Records from a data source:
== Segment start ==

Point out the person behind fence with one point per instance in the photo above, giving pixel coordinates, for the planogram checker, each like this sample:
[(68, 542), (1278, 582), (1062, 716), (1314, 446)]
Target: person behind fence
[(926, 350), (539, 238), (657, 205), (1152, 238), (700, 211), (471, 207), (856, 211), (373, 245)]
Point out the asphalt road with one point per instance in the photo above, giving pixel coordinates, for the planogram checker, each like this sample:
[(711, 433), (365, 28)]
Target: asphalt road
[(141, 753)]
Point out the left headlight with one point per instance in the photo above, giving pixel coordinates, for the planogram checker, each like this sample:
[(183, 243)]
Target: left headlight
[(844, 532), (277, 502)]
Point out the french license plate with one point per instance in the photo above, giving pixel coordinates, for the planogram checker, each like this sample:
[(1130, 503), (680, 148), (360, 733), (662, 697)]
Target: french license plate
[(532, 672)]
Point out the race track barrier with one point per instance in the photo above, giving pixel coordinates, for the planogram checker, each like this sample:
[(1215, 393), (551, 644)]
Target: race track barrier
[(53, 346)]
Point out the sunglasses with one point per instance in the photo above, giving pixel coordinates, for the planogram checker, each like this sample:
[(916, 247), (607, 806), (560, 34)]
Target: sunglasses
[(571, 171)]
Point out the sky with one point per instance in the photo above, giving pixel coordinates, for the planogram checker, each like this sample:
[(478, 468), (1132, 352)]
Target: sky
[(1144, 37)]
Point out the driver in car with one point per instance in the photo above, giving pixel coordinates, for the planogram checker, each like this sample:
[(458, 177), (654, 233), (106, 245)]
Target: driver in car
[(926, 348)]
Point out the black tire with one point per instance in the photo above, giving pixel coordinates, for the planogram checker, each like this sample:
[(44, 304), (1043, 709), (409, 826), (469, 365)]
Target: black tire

== Segment end ==

_Your task_:
Each line above that contains "tire" must be copied out.

_Exercise output_:
Point out the black tire with one point per instance in the photo above, giving pixel coordinates, for the planogram checker, each like this sample:
Target: black tire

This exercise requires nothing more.